## TEXT:
──────
WSJ EDITORIAL: Colorado’s Fracking Fright

WSJ EDITORIAL: Colorado’s Fracking Fright

September 24, 2018

California normally gets all the attention on the front lines of environmental activism. Gov. Jerry Brown recently signed a bill to “decarbonize” all electricity production by 2045. But in real-world implications for the rest of the country, Colorado also deserves attention. A measure heading for the fall ballot would shut down nearly all oil and gas production in one of the top energy-producing states.

Colorado’s current rules on energy production prohibit oil and gas operations within 500 feet of a home or 1,000 feet of a school or hospital. But an environmental group called Colorado Rising has collected enough signatures for a proposal on the November ballot to expand these buffer zones and effectively create bans in nearly all of the state.

Proposition 112 would restrict new energy development within a 2,500-foot radius of any building, playground, amphitheater, park, body of water or “any other additional vulnerable areas designated by the state or local government.” The restrictions rule out 85% of all non-federal land in the state, according to the Colorado Oil & Gas Conservation Commission. In the five counties that produce 90% to 95% of Colorado’s oil and gas, 94% of non-federal land would be off-limits. The implications of such a ban would be national. Colorado ranks fifth among the states in production of natural gas and seventh for oil.
──────
## RECORDED DATA:
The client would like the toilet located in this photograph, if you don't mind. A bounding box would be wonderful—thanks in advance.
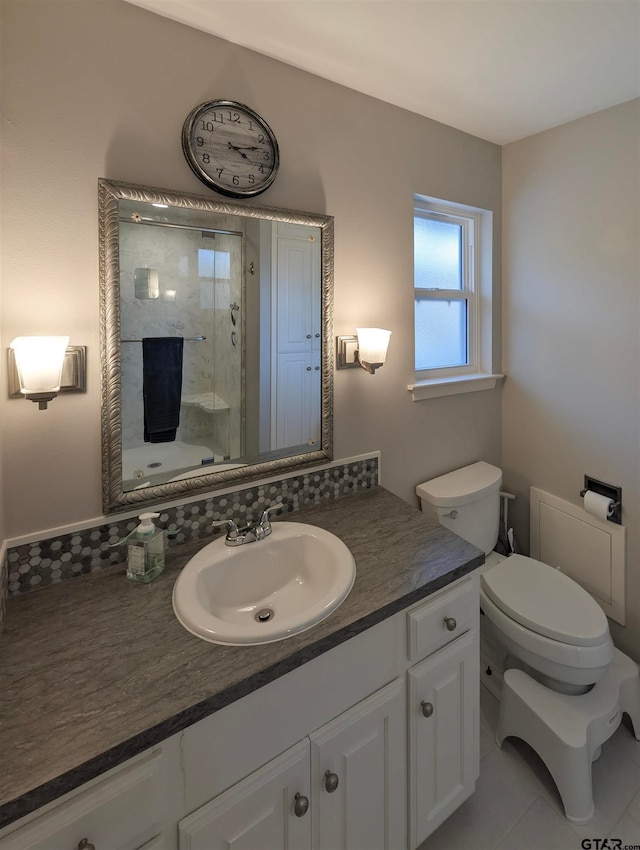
[416,461,640,823]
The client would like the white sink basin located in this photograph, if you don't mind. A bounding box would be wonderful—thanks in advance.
[173,522,356,645]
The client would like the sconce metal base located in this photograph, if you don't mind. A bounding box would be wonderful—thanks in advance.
[20,393,58,410]
[7,345,87,398]
[336,336,360,369]
[358,360,384,375]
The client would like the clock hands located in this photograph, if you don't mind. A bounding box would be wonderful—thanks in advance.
[227,142,260,159]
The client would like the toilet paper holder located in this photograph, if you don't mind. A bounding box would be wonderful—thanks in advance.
[580,475,622,525]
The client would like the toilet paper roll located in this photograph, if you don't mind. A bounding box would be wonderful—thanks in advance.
[584,490,613,519]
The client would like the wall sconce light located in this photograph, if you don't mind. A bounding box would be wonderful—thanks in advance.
[8,336,86,410]
[336,328,391,375]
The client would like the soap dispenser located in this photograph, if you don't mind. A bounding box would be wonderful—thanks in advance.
[127,513,164,583]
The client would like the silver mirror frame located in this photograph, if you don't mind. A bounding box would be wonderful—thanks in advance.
[98,179,334,514]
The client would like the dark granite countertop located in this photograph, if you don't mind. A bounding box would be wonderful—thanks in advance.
[0,487,484,827]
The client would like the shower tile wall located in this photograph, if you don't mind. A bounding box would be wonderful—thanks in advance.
[120,218,243,464]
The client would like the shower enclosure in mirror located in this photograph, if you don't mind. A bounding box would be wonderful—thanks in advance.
[99,180,333,511]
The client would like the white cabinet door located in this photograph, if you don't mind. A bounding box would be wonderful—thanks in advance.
[408,630,480,848]
[271,352,320,451]
[310,679,407,850]
[178,739,311,850]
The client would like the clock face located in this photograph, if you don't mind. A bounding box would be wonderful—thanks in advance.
[182,100,280,198]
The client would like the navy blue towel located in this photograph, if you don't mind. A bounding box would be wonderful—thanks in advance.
[142,336,184,443]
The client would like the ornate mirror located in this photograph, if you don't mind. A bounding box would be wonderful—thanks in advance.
[99,180,333,513]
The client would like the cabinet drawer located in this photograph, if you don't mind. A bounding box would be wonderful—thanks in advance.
[407,575,480,663]
[0,749,162,850]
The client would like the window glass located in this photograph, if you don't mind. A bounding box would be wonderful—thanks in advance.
[415,297,469,370]
[413,216,463,289]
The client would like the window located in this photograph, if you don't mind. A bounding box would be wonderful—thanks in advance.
[409,195,501,401]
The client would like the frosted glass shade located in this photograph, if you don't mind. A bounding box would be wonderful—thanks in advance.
[11,336,69,395]
[356,328,391,368]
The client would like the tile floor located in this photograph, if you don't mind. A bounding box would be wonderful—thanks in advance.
[420,686,640,850]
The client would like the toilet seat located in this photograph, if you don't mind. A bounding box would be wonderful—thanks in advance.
[480,555,610,648]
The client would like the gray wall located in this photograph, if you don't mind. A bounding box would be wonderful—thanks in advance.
[0,0,501,537]
[502,100,640,658]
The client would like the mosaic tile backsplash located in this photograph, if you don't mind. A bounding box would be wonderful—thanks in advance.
[5,457,378,606]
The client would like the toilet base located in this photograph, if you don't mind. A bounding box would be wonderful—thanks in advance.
[496,649,640,824]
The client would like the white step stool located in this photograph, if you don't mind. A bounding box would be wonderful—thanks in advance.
[496,649,640,823]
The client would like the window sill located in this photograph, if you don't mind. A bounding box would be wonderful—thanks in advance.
[407,372,504,401]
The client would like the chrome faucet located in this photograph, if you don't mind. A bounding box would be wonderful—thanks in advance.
[211,502,284,546]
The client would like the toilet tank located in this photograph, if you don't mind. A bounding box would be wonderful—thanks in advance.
[416,460,502,555]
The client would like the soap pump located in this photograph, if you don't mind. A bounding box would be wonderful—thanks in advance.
[127,513,164,583]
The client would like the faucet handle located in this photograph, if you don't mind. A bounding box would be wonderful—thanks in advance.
[260,502,284,528]
[211,519,238,540]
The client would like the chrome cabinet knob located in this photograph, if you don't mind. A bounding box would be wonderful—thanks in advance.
[324,770,340,794]
[293,792,309,818]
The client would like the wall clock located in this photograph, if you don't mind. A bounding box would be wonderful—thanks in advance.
[182,100,280,198]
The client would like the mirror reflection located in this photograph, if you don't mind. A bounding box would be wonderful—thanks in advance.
[100,181,333,510]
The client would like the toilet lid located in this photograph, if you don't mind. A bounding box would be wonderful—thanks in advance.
[480,555,609,646]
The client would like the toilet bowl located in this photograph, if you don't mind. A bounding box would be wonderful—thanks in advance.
[480,555,614,694]
[417,461,640,824]
[416,461,614,694]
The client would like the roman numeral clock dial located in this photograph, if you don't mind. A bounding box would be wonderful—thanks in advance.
[182,100,280,198]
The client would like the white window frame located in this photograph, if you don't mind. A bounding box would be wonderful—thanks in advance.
[407,195,504,401]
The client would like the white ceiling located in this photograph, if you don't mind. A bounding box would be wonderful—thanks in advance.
[126,0,640,144]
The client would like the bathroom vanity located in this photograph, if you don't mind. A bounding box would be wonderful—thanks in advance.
[0,488,483,850]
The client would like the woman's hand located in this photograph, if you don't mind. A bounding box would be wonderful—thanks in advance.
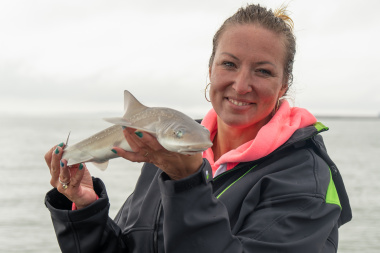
[45,144,97,209]
[113,128,203,180]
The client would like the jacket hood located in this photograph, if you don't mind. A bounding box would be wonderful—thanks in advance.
[202,100,317,176]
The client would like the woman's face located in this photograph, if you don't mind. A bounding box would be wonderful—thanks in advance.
[209,25,287,128]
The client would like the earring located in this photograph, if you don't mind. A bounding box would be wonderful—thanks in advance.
[272,99,280,117]
[205,83,211,102]
[276,99,280,112]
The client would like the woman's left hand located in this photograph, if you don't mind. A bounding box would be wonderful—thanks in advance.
[113,128,203,180]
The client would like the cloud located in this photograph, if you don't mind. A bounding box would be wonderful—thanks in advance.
[0,0,380,115]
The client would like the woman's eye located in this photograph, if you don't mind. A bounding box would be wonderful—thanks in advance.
[222,61,236,68]
[258,69,272,76]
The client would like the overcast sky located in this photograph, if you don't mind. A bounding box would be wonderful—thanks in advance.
[0,0,380,117]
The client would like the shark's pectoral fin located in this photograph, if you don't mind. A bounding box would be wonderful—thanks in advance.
[103,117,157,137]
[92,161,109,171]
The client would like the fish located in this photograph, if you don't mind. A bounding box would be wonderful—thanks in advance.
[62,90,212,170]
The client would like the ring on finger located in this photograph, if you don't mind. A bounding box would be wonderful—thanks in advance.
[58,177,70,190]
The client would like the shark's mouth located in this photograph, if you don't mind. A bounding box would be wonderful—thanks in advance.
[177,144,212,154]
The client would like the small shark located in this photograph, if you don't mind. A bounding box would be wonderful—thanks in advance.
[62,90,212,170]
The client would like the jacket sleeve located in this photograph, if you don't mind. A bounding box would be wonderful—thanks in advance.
[45,178,128,253]
[160,155,340,253]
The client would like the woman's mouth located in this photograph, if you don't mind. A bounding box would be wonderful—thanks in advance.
[227,98,251,106]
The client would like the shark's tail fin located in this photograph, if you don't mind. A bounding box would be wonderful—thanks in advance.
[123,90,147,119]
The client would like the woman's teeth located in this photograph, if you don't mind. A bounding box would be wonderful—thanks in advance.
[228,98,250,106]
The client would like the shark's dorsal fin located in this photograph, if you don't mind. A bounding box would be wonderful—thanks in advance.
[103,117,156,137]
[123,90,147,119]
[92,161,109,171]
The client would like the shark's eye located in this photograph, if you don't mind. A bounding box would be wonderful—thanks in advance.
[174,130,183,139]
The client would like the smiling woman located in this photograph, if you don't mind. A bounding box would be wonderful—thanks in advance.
[45,2,351,253]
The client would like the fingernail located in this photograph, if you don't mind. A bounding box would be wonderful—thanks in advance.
[135,131,142,138]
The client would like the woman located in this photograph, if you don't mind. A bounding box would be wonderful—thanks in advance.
[45,5,351,253]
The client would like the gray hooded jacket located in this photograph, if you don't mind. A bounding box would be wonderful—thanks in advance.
[45,122,351,253]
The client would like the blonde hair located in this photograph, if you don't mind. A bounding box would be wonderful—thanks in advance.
[209,4,296,90]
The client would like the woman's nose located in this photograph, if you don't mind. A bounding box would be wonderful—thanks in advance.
[232,70,252,94]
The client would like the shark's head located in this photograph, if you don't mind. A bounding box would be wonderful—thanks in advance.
[157,120,212,154]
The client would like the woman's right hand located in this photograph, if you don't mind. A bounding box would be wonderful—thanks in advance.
[45,144,97,209]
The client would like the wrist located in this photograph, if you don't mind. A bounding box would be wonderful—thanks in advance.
[165,154,203,180]
[71,192,99,210]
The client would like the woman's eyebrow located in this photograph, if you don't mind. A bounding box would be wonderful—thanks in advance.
[256,61,276,67]
[221,52,239,61]
[221,52,277,67]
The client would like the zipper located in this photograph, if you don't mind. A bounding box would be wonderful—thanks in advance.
[153,200,162,253]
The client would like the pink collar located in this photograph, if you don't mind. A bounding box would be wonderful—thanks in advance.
[202,100,317,175]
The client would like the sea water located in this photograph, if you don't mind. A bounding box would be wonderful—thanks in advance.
[0,116,380,253]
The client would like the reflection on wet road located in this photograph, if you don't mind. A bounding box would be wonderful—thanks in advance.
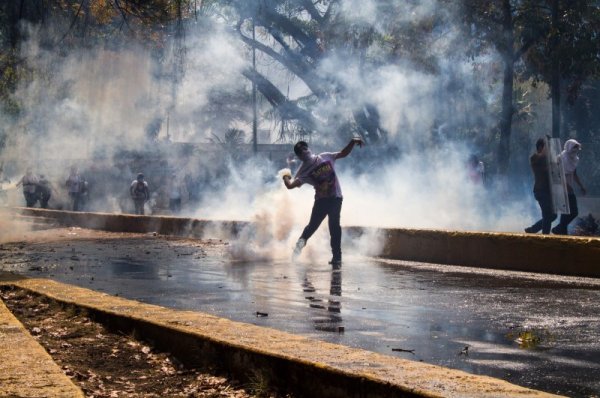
[4,238,600,396]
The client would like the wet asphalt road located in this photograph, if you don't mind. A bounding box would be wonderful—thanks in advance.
[0,232,600,396]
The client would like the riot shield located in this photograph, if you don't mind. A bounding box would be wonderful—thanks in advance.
[547,137,570,214]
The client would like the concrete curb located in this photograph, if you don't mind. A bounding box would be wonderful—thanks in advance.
[0,286,84,398]
[0,274,564,398]
[17,208,600,278]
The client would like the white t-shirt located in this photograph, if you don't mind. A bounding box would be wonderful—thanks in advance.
[296,152,342,199]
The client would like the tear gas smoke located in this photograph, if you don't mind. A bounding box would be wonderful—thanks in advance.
[2,0,538,260]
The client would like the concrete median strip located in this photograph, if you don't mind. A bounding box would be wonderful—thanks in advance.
[0,290,84,398]
[16,208,600,278]
[0,275,564,397]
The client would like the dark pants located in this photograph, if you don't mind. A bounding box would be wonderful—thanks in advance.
[300,198,342,261]
[39,193,52,209]
[552,193,579,235]
[527,192,556,235]
[133,199,146,216]
[169,198,181,213]
[23,192,38,207]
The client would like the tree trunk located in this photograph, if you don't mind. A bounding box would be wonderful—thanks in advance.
[550,0,560,138]
[498,0,515,175]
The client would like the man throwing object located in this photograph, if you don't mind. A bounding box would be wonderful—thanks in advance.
[283,138,363,268]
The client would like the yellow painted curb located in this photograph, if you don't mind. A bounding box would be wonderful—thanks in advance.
[0,274,554,397]
[0,292,84,398]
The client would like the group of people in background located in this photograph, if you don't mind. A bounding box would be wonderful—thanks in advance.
[17,168,53,209]
[16,166,189,215]
[525,138,586,235]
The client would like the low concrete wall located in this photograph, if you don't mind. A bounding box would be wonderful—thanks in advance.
[381,229,600,278]
[19,208,600,278]
[0,273,554,398]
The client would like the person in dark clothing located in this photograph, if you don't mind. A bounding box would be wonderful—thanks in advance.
[283,138,363,268]
[525,138,556,235]
[17,168,38,207]
[129,173,150,215]
[36,174,52,209]
[552,139,586,235]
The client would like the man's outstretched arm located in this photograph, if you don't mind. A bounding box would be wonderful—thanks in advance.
[335,138,364,159]
[283,174,302,189]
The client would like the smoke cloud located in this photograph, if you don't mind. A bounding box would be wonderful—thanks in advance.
[2,0,538,261]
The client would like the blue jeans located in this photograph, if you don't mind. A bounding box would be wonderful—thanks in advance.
[552,193,579,235]
[300,198,342,261]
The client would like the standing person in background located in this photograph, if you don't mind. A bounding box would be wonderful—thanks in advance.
[17,167,38,207]
[552,139,586,235]
[467,155,485,185]
[65,166,84,211]
[167,173,183,214]
[525,138,556,235]
[129,173,150,215]
[283,138,363,269]
[36,174,52,209]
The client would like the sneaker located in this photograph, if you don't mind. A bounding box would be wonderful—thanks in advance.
[551,225,566,235]
[293,238,306,258]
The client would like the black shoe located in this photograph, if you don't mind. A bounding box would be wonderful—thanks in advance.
[329,258,342,269]
[551,225,566,235]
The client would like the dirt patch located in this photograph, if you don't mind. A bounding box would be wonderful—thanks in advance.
[0,288,288,398]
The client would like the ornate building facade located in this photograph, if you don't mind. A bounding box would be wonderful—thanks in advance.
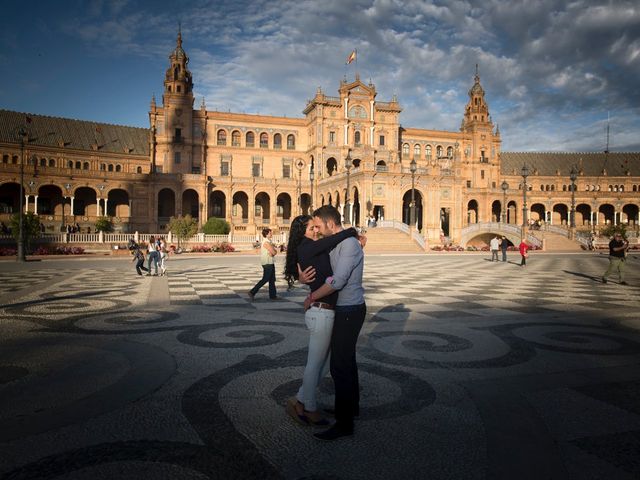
[0,34,640,243]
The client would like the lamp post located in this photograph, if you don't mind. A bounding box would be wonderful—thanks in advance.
[344,151,353,225]
[309,162,315,215]
[17,128,27,262]
[569,165,578,232]
[500,180,509,223]
[296,158,304,215]
[409,158,418,227]
[521,163,529,228]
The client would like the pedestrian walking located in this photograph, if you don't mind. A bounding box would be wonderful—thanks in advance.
[132,245,149,276]
[500,237,509,262]
[299,205,367,441]
[147,236,159,277]
[602,233,629,285]
[518,238,529,267]
[284,215,358,426]
[248,228,278,301]
[489,236,500,262]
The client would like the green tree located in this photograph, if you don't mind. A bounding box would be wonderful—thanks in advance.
[202,217,231,235]
[169,215,198,248]
[600,223,627,240]
[11,212,40,252]
[96,217,113,233]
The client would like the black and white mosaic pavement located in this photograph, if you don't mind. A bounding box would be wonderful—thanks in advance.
[0,254,640,480]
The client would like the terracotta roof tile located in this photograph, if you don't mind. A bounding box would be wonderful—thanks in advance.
[0,110,149,155]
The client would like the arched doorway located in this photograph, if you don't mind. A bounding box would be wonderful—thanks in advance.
[107,188,131,218]
[254,192,271,225]
[158,188,176,228]
[507,200,518,225]
[182,188,200,221]
[402,189,422,230]
[300,193,313,215]
[576,203,591,226]
[327,157,338,176]
[551,203,569,225]
[467,200,478,224]
[598,203,616,225]
[276,192,291,224]
[622,203,638,226]
[491,200,502,222]
[36,185,64,218]
[529,203,547,222]
[209,190,227,219]
[231,192,249,223]
[0,182,20,214]
[73,187,97,218]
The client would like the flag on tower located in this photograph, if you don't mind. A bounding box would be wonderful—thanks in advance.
[346,50,358,65]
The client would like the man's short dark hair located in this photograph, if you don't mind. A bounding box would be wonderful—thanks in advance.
[313,205,342,226]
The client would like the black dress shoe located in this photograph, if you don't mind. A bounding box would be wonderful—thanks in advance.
[313,423,353,442]
[322,408,360,417]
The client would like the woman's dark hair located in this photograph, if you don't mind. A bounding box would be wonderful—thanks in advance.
[284,215,311,287]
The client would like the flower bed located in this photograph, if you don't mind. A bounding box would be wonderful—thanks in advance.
[33,246,84,255]
[189,242,236,253]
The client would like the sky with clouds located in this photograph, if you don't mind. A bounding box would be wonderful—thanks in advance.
[0,0,640,151]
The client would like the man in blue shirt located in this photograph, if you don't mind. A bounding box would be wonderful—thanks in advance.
[301,205,367,440]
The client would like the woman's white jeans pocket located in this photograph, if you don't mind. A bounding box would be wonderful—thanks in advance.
[296,307,335,412]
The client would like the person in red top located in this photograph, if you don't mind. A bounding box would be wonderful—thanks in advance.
[518,239,529,267]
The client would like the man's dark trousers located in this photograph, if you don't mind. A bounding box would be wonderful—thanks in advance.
[331,303,367,430]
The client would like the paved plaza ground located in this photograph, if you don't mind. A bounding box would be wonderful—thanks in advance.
[0,252,640,480]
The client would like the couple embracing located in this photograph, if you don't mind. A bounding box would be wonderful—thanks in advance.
[284,205,366,441]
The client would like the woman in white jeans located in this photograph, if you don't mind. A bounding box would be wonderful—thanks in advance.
[284,215,358,426]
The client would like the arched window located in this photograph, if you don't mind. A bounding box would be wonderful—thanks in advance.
[218,130,227,145]
[231,130,240,147]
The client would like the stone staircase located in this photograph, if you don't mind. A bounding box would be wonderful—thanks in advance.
[530,231,583,252]
[365,227,424,253]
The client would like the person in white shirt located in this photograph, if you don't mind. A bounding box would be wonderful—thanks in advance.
[248,228,278,301]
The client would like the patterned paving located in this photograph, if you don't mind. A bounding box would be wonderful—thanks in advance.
[0,255,640,480]
[168,256,639,319]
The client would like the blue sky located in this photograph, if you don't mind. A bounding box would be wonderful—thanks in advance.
[0,0,640,151]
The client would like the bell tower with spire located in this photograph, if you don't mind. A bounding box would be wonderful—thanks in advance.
[156,27,194,173]
[460,64,500,167]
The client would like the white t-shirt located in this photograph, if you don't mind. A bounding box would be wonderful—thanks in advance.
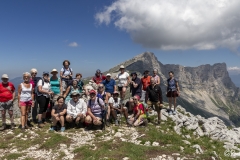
[37,79,51,98]
[61,68,72,76]
[118,72,129,87]
[108,97,121,108]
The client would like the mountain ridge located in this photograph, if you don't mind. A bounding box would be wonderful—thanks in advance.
[104,52,240,125]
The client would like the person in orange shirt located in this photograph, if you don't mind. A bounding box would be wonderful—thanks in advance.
[141,70,151,101]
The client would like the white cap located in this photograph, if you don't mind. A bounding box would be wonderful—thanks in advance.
[120,65,125,69]
[51,69,58,74]
[2,74,9,79]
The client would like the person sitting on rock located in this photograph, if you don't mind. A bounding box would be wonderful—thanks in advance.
[145,77,163,124]
[130,72,142,97]
[76,73,88,94]
[141,70,151,100]
[60,60,73,94]
[108,91,128,126]
[128,95,147,127]
[50,96,67,132]
[18,72,35,130]
[0,74,15,131]
[115,65,130,103]
[97,83,110,126]
[66,91,87,127]
[92,69,106,84]
[125,97,134,114]
[63,79,80,104]
[85,90,105,126]
[166,71,180,115]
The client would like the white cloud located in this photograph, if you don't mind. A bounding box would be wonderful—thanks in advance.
[68,42,78,47]
[228,67,240,71]
[95,0,240,52]
[228,66,240,74]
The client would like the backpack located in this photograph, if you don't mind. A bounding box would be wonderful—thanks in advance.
[167,78,177,91]
[33,77,44,96]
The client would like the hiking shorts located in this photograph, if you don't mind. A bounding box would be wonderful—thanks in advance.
[20,101,32,107]
[0,100,13,111]
[147,101,162,111]
[167,91,178,98]
[62,80,67,92]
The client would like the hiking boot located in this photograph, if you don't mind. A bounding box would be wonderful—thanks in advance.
[49,126,56,131]
[10,123,16,130]
[61,127,65,132]
[38,123,44,128]
[0,123,7,131]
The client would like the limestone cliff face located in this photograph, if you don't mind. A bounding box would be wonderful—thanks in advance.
[108,52,240,125]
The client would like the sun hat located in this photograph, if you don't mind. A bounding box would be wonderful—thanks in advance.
[51,69,58,74]
[106,73,111,77]
[2,74,9,79]
[43,71,49,75]
[30,68,37,73]
[71,91,80,97]
[120,65,125,69]
[89,89,96,94]
[113,91,119,95]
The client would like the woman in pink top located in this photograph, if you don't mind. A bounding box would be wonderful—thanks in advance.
[152,69,160,84]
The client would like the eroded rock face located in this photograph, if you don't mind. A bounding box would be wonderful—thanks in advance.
[106,52,240,125]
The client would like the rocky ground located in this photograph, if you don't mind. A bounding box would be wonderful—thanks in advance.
[0,106,240,160]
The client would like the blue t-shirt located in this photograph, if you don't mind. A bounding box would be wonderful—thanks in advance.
[102,79,116,93]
──────
## ACTIONS TO TAKE:
a. According to the Colorado fracking editorial, how much of the non-federal land in the five counties that produce most of Colorado's oil and gas would be off-limits under Proposition 112?
b. Based on the Colorado fracking editorial, do these statements agree with it? (i) Current Colorado rules bar oil and gas operations within 1,000 feet of a home. (ii) Colorado ranks fifth among the states in natural gas production. (iii) The ballot proposal was put forward by the state's oil and gas commission. Answer yes or no for each and quote the words that decide it.
c. Pick up the Colorado fracking editorial after its last sentence and write on from there.

## SET OF ANSWERS:
a. 94% of non-federal land in those five counties would be off-limits.

b.
(i) No: "prohibit oil and gas operations within 500 feet of a home or 1,000 feet of a school or hospital."
(ii) Yes: "Colorado ranks fifth among the states in production of natural gas."
(iii) No: "an environmental group called Colorado Rising has collected enough signatures for a proposal on the November ballot."

c.
In the first year the restrictions would take $201 million to $258 million out of state and local tax revenue. As energy production dwindled, that loss could rise to $1.1 billion annually by 2030, according to a Common Sense Policy Roundtable analysis reviewed by faculty from the Colorado School of Mines. The ban could kill up to 147,800 jobs and reduce state GDP by perhaps $218 billion between 2018 and 2030.

It’s no surprise that GOP gubernatorial candidate Walker Stapleton opposes the ballot measure. More interesting is that his Democratic rival, left-wing Congressman Jared Polis, does too. Prop. 112 “would all but ban fracking in Colorado—a position I have never supported,” Mr. Polis said last month.

Score one for the reality check of having to face voters in a general election. In 2014 Mr. Polis financed campaigns for ballot initiatives to expand buffer zones and allow more local restrictions on energy production. Prop. 112’s restrictions go further.

Colorado isn’t California yet. In 2016 environmentalists failed to get enough signatures to put a similarly draconian measure on the ballot. Also that year, the Colorado Supreme Court overturned a Fort Collins fracking moratorium and a ban in Longmont.

Colorado Rising claims this new effort was “started by local people and grassroots groups across the state.” That’s false modesty. Spokeswoman Anne Lee Foster admitted that Food and Water Watch and 350.org, both national green groups, had given nearly $250,000 to the effort. The Sierra Club, Greenpeace, the Center for Biological Diversity and Earth Guardians have endorsed Prop. 112.

If this proposition passes in Colorado, the same de facto bans on energy production will migrate to other states.